Brief: Reproduce every line of the records below word for word. Leave out the pictures.

+++ Records supplied

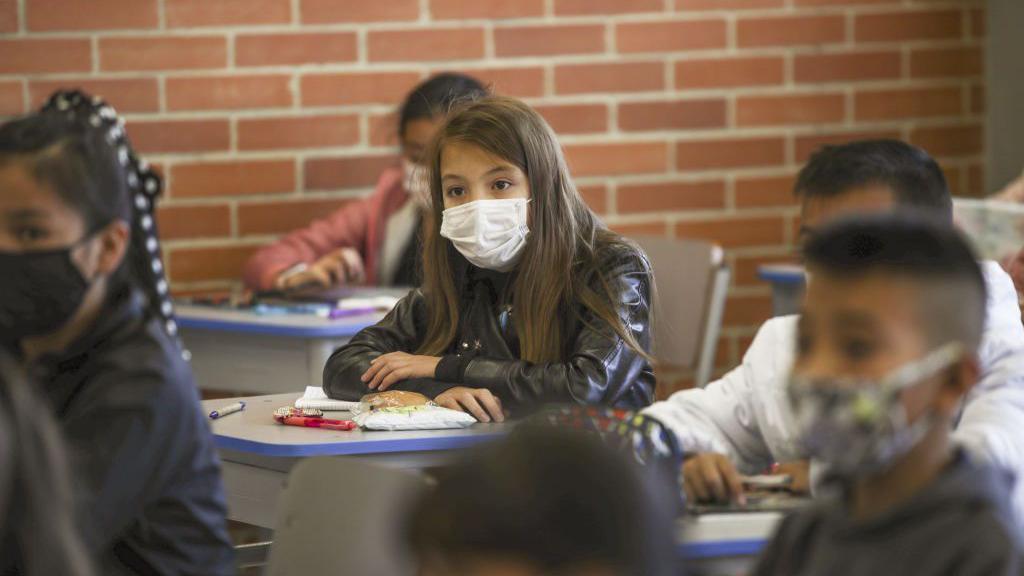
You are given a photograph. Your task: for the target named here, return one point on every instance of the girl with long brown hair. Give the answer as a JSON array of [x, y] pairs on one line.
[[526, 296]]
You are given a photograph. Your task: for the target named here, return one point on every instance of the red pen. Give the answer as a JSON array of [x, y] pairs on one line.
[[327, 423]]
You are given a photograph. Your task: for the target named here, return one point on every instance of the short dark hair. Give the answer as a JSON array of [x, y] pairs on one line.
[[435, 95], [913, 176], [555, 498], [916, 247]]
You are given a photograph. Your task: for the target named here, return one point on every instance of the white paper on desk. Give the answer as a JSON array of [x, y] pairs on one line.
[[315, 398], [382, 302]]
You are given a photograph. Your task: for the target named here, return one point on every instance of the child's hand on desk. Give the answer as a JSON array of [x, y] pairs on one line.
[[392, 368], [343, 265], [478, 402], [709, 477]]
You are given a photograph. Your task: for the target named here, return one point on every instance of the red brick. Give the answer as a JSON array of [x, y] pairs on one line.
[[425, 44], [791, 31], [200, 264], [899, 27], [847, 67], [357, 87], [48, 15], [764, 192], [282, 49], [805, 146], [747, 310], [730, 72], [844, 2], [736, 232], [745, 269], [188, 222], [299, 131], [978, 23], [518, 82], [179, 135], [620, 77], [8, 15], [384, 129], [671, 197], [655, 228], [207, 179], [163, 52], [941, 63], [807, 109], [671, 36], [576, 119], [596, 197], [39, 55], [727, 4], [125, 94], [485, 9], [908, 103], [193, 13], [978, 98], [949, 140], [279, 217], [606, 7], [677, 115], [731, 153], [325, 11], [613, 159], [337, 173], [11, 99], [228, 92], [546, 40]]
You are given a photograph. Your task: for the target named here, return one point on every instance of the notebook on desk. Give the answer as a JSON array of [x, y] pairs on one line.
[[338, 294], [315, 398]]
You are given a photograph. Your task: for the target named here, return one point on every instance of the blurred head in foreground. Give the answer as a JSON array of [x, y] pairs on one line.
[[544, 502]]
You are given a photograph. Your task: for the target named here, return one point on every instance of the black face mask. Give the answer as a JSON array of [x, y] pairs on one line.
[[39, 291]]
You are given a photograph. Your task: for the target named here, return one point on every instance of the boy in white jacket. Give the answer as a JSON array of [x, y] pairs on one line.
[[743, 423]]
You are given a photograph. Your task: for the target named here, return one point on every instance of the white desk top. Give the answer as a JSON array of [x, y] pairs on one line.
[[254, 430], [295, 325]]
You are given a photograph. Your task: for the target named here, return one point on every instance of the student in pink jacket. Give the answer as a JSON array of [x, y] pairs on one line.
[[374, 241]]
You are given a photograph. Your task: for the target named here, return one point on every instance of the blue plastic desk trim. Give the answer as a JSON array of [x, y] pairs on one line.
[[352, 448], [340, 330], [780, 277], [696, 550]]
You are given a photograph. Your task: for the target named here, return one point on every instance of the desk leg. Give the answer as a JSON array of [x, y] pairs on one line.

++++++

Result of this exercise:
You are given a photograph. Your task: for the target named here, return one point on every instance of the girl with long brown hair. Give the answer as a JSON array of [x, y] pairs on one line.
[[526, 296]]
You are given a photograph. Your task: for the target named here, return one point on every instance of the red pen. Give the answer as a JSON array of [x, y] pairs on one line.
[[327, 423]]
You are given a photograph. Your task: for the target named here, return one point on every instance of the short dark hair. Give the answer as a JSON array of [x, y] pairs on one line.
[[435, 95], [913, 176], [555, 498], [916, 247]]
You are given a photograph. Your task: for the target named here, return one point on every instance of the white paper on desk. Give the answer as a JSON array of [x, y] pairs on one line.
[[315, 398], [382, 302]]
You are given a photograph. Your task: for the target named here, return one point on every instance of the child's hand on desk. Give the answer as a JSON array of [x, y] pairs on one line.
[[392, 368], [343, 265], [478, 402], [709, 477]]
You are given a photograph. Your task: for the target named here, return one point on every instance of the red brick. Give the answer as a JSON array of [x, y] pairs on one line.
[[425, 44], [791, 31], [200, 264], [899, 27], [847, 67], [357, 87], [48, 15], [764, 192], [282, 49], [805, 146], [747, 310], [730, 72], [844, 2], [736, 232], [745, 269], [188, 222], [299, 131], [978, 23], [518, 82], [179, 135], [620, 77], [8, 15], [384, 129], [671, 197], [655, 228], [207, 179], [163, 52], [941, 63], [807, 109], [671, 36], [576, 119], [596, 197], [39, 55], [727, 4], [125, 94], [485, 9], [908, 103], [193, 13], [978, 98], [949, 140], [279, 217], [606, 7], [677, 115], [731, 153], [325, 11], [613, 159], [337, 173], [11, 99], [228, 92], [546, 40]]
You are given a photograph. Your task: for the target named here, return one point on every instance of the notebook on desk. Give the answer as a JSON array of [x, y] pairs on one line.
[[338, 294], [315, 398]]
You are given a photograph. Your task: for the target named here, return one point on every instance of the blurred head in foreground. Give the answer as a JSON array of [x, y] pairs on one line.
[[544, 502]]
You are given a photograph. Your task: for the target named here, return one point on every instance of the black face mask. Give the answer as a JSON array of [x, y] pairs on one line.
[[39, 291]]
You are given a photograph. Your task: for the target named here, return one point on every instance of the boy in white jacket. Give the answer as a JSON array of [x, y] pairs on one line.
[[743, 423]]
You are given a photograph. Your task: for the target named here, return one point on every instance of the white desk top. Give the answer as a JSON array of [x, y] pairs on one line.
[[254, 430], [295, 325]]
You are given a photograph. Your task: for the target named here, return one point on every instance of the student in pink jacket. Give the answer as a JSON array of [x, y] pairs on one line.
[[374, 241]]
You are given a photograph. Your task: for the target named here, return one point on every instance of the blue plastic desk trim. Give the answer as a JSON array of [x, y] pairs on one line.
[[352, 448], [340, 330], [780, 277], [696, 550]]
You are given a photograph. Your task: for the target named here, return one point on every instance of the desk leg. Give the answer as a JSON array of [x, y] pairs on one line.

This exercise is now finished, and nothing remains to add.